Aim of the task: Copy out verbatim the lines of the items below, from the line that contains "Practice. Put a pin on the chrome towel ring" through the last line of the items, inclusive.
[Begin Recorded data]
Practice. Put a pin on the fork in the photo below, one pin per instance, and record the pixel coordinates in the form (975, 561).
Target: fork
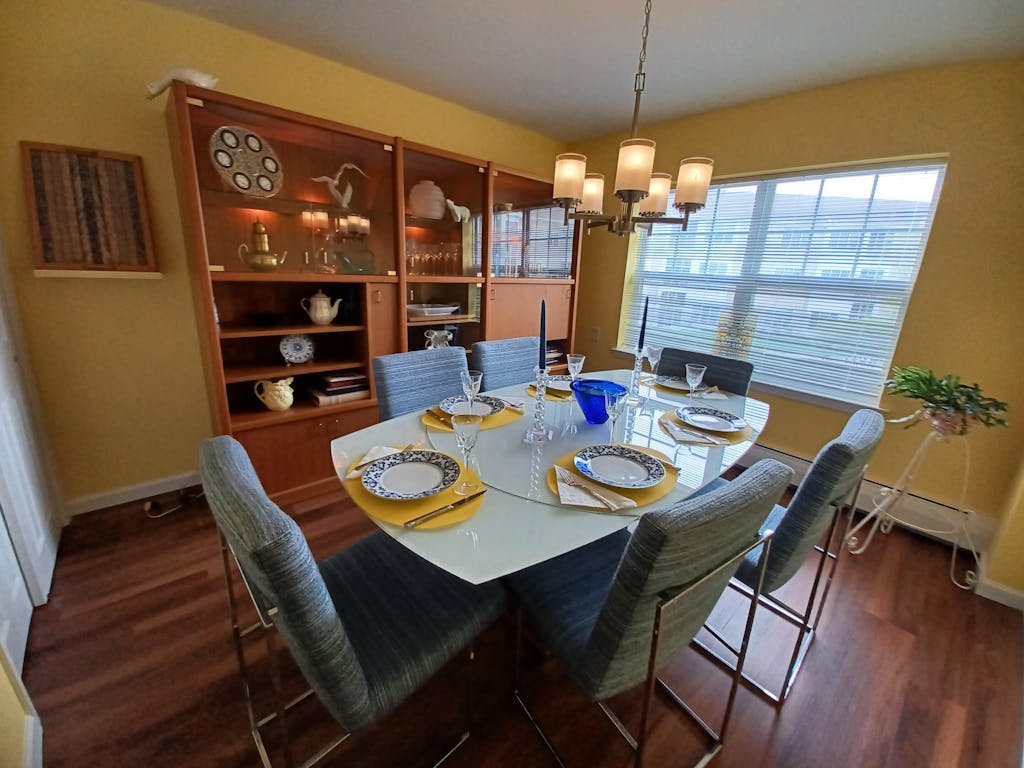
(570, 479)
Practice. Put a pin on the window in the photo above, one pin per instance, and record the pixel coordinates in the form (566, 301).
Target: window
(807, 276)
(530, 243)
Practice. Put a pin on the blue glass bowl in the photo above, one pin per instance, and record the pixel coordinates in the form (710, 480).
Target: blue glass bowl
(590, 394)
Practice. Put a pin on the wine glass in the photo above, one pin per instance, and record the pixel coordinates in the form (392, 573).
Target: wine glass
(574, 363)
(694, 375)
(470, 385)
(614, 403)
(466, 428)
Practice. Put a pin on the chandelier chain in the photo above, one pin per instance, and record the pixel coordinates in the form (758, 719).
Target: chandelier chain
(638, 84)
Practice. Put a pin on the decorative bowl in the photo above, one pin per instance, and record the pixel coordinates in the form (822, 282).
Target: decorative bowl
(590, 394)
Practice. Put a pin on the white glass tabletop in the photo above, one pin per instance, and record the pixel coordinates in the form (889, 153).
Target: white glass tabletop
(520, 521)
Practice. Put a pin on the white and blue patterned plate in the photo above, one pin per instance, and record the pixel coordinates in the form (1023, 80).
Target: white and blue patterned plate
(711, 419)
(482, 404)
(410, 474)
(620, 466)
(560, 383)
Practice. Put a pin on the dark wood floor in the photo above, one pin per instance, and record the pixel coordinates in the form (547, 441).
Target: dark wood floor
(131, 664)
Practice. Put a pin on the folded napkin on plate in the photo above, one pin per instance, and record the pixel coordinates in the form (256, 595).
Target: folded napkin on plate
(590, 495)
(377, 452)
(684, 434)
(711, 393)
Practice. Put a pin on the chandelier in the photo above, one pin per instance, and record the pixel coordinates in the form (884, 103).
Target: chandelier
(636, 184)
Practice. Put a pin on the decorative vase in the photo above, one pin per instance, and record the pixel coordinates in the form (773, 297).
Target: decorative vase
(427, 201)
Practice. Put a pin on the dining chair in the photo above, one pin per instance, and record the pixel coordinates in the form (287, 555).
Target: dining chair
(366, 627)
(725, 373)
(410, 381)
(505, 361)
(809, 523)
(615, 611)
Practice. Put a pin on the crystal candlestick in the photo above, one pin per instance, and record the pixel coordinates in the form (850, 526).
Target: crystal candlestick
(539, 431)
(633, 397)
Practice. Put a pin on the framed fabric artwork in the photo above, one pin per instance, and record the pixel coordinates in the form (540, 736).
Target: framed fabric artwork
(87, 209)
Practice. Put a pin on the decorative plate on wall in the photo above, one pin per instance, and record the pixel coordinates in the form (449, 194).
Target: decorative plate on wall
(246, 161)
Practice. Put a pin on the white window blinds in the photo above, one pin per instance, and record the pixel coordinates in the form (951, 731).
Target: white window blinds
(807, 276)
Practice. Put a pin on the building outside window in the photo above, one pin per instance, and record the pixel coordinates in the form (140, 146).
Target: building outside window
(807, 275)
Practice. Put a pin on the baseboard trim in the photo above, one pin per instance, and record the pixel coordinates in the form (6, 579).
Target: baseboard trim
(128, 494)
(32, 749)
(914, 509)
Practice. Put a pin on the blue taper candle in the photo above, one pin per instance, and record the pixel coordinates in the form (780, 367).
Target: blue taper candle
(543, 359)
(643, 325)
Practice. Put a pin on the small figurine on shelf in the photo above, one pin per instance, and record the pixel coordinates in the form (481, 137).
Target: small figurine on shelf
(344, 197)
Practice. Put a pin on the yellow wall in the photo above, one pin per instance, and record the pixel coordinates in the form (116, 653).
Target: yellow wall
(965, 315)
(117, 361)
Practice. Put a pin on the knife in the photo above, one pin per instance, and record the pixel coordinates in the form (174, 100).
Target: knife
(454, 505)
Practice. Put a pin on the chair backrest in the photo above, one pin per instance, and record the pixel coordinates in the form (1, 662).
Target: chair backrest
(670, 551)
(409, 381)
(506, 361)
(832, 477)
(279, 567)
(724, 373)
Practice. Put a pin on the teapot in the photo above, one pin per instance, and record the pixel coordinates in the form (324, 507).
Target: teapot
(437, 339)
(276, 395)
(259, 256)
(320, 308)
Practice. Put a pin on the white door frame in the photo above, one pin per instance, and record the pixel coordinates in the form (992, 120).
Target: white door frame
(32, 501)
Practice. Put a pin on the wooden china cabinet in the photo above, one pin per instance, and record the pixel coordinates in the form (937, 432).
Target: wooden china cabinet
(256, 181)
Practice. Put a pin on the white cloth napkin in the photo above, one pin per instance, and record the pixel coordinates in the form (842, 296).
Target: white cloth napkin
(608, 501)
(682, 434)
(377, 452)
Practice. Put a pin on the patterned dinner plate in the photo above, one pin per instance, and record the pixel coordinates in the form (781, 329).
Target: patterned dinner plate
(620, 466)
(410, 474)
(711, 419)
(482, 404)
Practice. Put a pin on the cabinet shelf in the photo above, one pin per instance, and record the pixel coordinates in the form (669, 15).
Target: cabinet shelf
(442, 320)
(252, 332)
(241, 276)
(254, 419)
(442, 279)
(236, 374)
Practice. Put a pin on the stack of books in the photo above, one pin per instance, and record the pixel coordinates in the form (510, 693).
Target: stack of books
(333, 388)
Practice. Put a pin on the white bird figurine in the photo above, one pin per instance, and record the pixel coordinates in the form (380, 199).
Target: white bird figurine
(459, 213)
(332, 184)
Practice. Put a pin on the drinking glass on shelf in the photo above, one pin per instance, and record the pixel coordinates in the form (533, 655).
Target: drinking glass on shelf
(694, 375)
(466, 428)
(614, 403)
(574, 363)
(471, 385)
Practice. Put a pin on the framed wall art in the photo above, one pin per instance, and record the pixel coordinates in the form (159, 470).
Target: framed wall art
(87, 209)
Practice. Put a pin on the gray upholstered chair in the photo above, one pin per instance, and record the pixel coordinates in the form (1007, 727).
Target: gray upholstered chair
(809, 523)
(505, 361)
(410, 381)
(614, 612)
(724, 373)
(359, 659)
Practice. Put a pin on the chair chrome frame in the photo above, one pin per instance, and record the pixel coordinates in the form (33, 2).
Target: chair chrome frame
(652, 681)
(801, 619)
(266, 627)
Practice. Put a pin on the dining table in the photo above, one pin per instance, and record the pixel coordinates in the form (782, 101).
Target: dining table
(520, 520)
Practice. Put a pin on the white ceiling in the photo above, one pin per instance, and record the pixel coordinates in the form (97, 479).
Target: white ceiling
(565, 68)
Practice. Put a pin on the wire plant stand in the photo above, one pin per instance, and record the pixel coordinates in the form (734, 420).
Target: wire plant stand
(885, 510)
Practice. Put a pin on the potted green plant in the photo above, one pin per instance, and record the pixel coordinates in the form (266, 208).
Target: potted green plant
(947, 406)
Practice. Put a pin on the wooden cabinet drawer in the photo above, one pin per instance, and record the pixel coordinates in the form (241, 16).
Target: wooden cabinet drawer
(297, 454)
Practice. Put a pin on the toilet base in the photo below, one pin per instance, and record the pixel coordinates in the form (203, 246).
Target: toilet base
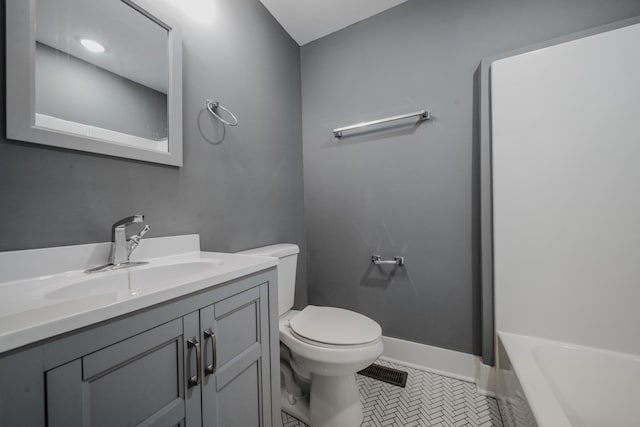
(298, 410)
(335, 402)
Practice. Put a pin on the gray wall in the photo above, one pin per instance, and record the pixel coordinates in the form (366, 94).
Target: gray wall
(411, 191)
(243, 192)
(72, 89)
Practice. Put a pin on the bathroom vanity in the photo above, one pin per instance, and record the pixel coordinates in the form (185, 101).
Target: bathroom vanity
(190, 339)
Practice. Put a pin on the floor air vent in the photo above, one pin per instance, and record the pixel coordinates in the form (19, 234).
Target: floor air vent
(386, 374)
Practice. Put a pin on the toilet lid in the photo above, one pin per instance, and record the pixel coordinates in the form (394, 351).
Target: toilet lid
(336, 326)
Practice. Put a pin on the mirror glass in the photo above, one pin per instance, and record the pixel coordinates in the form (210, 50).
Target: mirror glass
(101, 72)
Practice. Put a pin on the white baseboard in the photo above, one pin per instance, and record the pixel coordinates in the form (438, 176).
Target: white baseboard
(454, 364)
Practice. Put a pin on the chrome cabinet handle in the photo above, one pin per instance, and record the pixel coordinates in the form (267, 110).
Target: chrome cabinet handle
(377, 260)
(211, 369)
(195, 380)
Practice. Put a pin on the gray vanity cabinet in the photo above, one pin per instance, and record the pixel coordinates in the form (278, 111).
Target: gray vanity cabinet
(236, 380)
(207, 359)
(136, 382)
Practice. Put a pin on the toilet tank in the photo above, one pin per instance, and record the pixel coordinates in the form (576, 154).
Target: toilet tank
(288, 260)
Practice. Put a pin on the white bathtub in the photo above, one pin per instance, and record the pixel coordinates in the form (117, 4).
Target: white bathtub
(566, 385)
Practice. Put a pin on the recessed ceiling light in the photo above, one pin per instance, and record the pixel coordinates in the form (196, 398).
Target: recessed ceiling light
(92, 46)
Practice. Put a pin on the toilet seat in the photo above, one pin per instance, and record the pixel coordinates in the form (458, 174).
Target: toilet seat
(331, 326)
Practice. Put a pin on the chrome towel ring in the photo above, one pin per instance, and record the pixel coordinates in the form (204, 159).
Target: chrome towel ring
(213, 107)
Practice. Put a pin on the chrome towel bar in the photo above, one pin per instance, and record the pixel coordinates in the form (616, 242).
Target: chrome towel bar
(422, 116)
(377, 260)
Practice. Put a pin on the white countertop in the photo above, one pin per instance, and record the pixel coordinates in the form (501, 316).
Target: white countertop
[End Recorded data]
Written response:
Practice. Put a pin on the chrome towel ring in the photo above, one pin per instance, and record the pixel coordinates in the form (204, 159).
Target: chrome towel ring
(213, 107)
Practice. Put a pin on the chrome towel bar in the photo above, one pin per instance, and record the pixel coordinates in the form (616, 242).
Target: chrome towel bar
(422, 116)
(377, 260)
Practice. Put a pin on the white countertop in the photo above, one pin per instance, and record the pixel coordinates in the form (501, 316).
Target: white countertop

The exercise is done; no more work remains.